**Stated goal**
Put every line of the records below into a numbered list, leaving out any blank lines.

**Listing**
## Start

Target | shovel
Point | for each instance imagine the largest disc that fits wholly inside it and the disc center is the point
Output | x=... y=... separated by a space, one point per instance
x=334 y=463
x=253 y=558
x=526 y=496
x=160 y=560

## End

**Reply to the task**
1. Target | shovel
2. Point | for each instance imagine the largest disc that fits wholly inside it and the disc center is the point
3. Output | x=... y=... separated by a space, one point per instance
4. x=334 y=463
5. x=253 y=558
6. x=526 y=496
7. x=160 y=560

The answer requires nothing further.